**** Secção do texto ****

Mordi “Les Dents de Morcles” e soube-me pela vida…
Há cerca de dois meses enquanto tentava subir à barragem de “Grande Dixence” a 2.455 mts (ver crónica nº030) ocorreu um episódio que me marcou pela positiva (estavam à espera que escrevesse pela negativa, isso é o que toda a gente sabe fazer ou dizer, isso não sou eu), isto é, aos 1.806 mts e após ter sofrido as agruras do calor, da solidão, do trajeto na sua grande maioria em alcatrão, acabei por me resignar e desistir da ascensão programada.
Quem me conhece, sabe que a palavra desistir, não faz ou não fazia parte do meu léxico no que toca a BTT, mas nesse dia não sei o que se passou, talvez como disse há tempos um camarada de voltas “ a carne esmorece”, neste caso o espírito.
Se já passaram por isso, sabem que na hora não medimos as consequências dos nossos atos e somente no período pós volta enquanto processamos todos os dados e acontecimentos da mesma é que nos damos conta que afinal poderíamos ter feito melhor, porque acreditem, não há nada de pior do que redigir uma crónica em que alguns elementos de reportagem não são nossos, não foram vivenciados “in loco”.
Como disse alguém, o arrependimento é a chave que abre todas as fechaduras, pelo que a partir daí prometi a mim próprio criar um trilho que me permitisse redimir-me e motivar-me para algo superior.
O cenário elegido para a volta foi a zona do “Valais”, que por ficar não muito longe de Lausanne, permite que se aproveite ao máximo o tempo disponível evitando-se desta forma perder muito tempo em deslocações.
A volta iniciaria em “Saint Maurice” (348 mts) e daí dirigir-me-ia às “Dents de Morcles” (2.970 mts) ou até onde fosse possível com a minha fiel companheira. Claro que de antemão já sabia que pelo menos chegaria à “Cabane de la Tourche” a 2.198 mts.
Pelas 08h30 iniciei a volta e embora as previsões meteorológicas fossem de sol para o dia, o certo é que estava um frio de morte, pelo que toca a vestir toda a indumentária de inverno, inclusive a última aquisição (corta vento facial).
Eis parte dos registos do dia… (restantes encontram-se na página
Bravos do Pelotão, ver crónica Nº034).
“Cime de l’Est” com os seus 3.178 mts, visto a partir de "Saint Maurice", ponto de partida da minha aventura a 348 mts. Esta montanha faz parte de um conjunto chamado de “Dents du Midi”, já mencionado na crónica nº028.
O meu destino final “Dents de Morcles” a 2.970 mts ou até onde fosse possível ir com a minha fiel amiga. Em virtude de ficar à sombra das 2 montanhas mencionadas anteriormente, Saint Maurice é um local muito frio onde o sol penetra por períodos muito curtos. Gostei do efeito do sol a passar por cima da montanha, venham daí os aliens.
Junto ao rio “Rhône” a caminho de “Lavey-les-Bains” rapei um frio tão intenso como se estivesse em alta montanha.

**** Informação apresentada ****

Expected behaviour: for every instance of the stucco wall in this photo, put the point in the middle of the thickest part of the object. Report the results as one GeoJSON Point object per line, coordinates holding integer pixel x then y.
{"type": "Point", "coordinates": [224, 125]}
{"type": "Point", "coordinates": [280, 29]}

****

**O que se pede:**
Com base no texto, responda:
1. A que altitude se deu a desistência da subida à barragem de “Grande Dixence”?
2. Em que localidade começou a volta descrita, e a que altitude?
3. A que horas teve início essa volta?

**Resposta ao exercício:**
1. Aos 1.806 mts.
2. Em “Saint Maurice”, a 348 mts.
3. Pelas 08h30.